VORLIEGENDER TEXT »
—————

Predigt von Nuntius Eterovic am 3. Sonntag im Jahreskreis

Apostolische Nuntiatur, 24. Januar 2021

(Jona 3,1-5.10; Ps 25; 1 Kor 7,29-31; Mk 1,14-20)

Sonntag des Wortes Gottes

„Kehrt um und glaubt an das Evangelium“ (Mk 1,15).

Liebe Schwestern und Brüder,

Das sind die ersten Worte Jesu, die der Evangelist Markus überliefert: „Die Zeit ist erfüllt, das Reich Gottes ist nahe. Kehrt um und glaubt an das Evangelium“ (Mk 1,15). Danach beruft er die ersten Jünger: Simon und Andreas, Jakobus und Johannes. An sie richtet er den Appell: „Kommt her, mir nach! Ich werde euch zu Menschenfischern machen“ (Mk 1,17). Diese Worte des Herrn Jesus bleiben für immer aktuell. Er ruft auch uns zur Umkehr, die mit der Annahme des Evangeliums verbunden ist. An alle richtet Jesus Christus seine Einladung, ihm jeweils in unterschiedlicher Weise zu folgen. An einige, wie an die Apostel, richtet er den radikalen Ruf zur Veränderung ihrer Lebensweise und zur vollkommenen Hingabe an die Verkündigung des Evangeliums und zum Dienst in der Kirche. Andere, wohl die Mehrheit des Volkes Gottes, lädt Jesus ein, ihm zu folgen, indem sie mit seiner Gnade und ihrem Glauben die zeitliche Wirklichkeit zu heiligen, in der sie eingebunden sind, für die Familie, für die Arbeit, zum Wohl von Kirche und Gesellschaft. Alle jedoch sind aufgerufen, sich zu bekehren und ihr Leben zu verändern, indem sie von den Götzen ablassen und zum wahren Gott zurückkehren, wie es die Einwohner von Ninive taten, nachdem sie die Verkündigung des Jona gehört hatten (vgl. Jona 3,1-5.10). Auch wir müssen uns dessen bewußt sein, was wir in der zweiten Lesung gehört haben: „Die Zeit ist kurz“ (1 Kor 7,29).

—————

BEREITGESTELLTE DATEN »
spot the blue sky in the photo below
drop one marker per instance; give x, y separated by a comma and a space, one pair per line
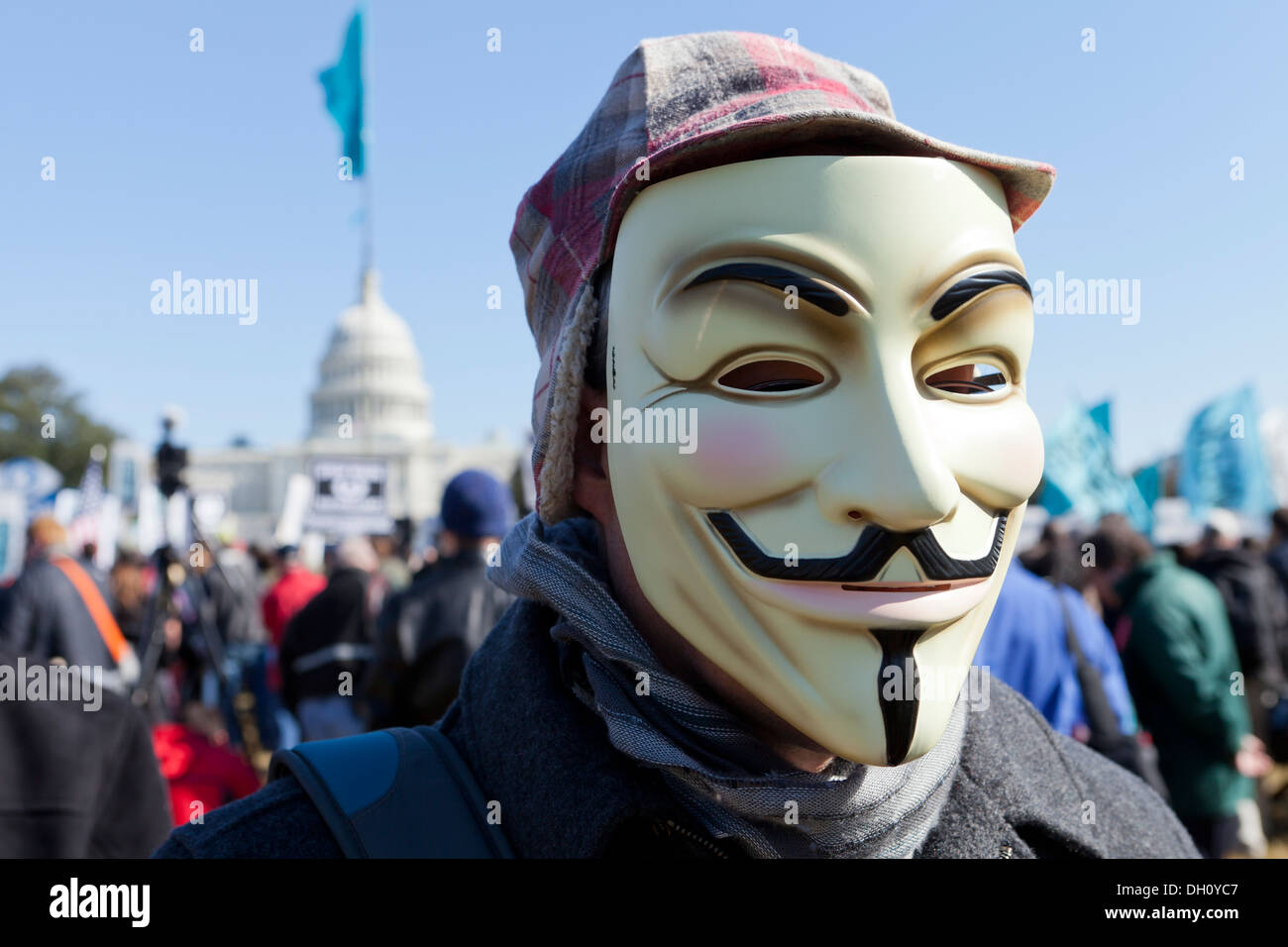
222, 163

—————

AUFGABENSTELLUNG »
1: Prüfen Sie, ob die folgenden Aussagen mit der Predigt übereinstimmen: (a) Die ersten von Markus überlieferten Worte Jesu lauten „Kommt her, mir nach!“. (b) Die Einwohner von Ninive kehrten um, nachdem sie die Verkündigung des Jona gehört hatten. (c) Der Satz „Die Zeit ist kurz“ stammt aus dem Markusevangelium. Beantworten Sie jede Aussage mit Ja oder Nein und zitieren Sie die entscheidenden Worte der Predigt wörtlich.
2: Setzen Sie die Predigt zum Sonntag des Wortes Gottes im Anschluss an ihren letzten Satz fort.

LÖSUNGEN JE AUFGABE »
1:
(a) Nein: „Das sind die ersten Worte Jesu, die der Evangelist Markus überliefert: „Die Zeit ist erfüllt, das Reich Gottes ist nahe. Kehrt um und glaubt an das Evangelium“ (Mk 1,15).“
(b) Ja: „wie es die Einwohner von Ninive taten, nachdem sie die Verkündigung des Jona gehört hatten“
(c) Nein: „was wir in der zweiten Lesung gehört haben: „Die Zeit ist kurz“ (1 Kor 7,29)“

2:
Sonntag des Wortes Gottes

Die Lesungen an diesem dritten Sonntag im Jahreskreis rufen die bleibende Aktualität des Evangeliums in Erinnerung. Auch wir sind gerufen, umzukehren und an das Evangelium zu glauben. Das ist immer gültig, doch die Kirche unterstreicht dies in besonderer Weise am Sonntag des Wortes Gottes. Dieses Jahr steht der Sonntag unter dem Leitwort aus dem Philipperbrief: „Haltet fest am Wort des Lebens“ (Phil 2,16). Für uns ist Jesus Christus das Wort schlechthin. Er ist das in der Fülle der Zeit fleischgewordene Wort (vgl. Joh 1,14). „Vielfältig und auf vielerlei Weise hat Gott einst zu den Vätern gesprochen durch die Propheten; am Ende dieser Tage hat er zu uns gesprochen durch den Sohn, den er zum Erben von allem eingesetzt, durch den er auch die Welt erschaffen hat“ (Hebr 1,1-2).

Wie entdeckt man das Wort Gottes wieder?

Wie entdeckt man das Wort Gottes wieder, das in endgültiger Weise Jesus Christus ist? Die Antwort ist einfach: indem man die Heilige Schrift gut kennt, die 73 Bücher der Bibel, die 46 des Alten und die 27 Bücher des Neuen Testaments. Hierzu passt der bekannte Satz des Heiligen Hieronymus, des großen Kenners der Bibel: „Die Bibel zu ignorieren, bedeutet, Christus selbst zu ignorieren“.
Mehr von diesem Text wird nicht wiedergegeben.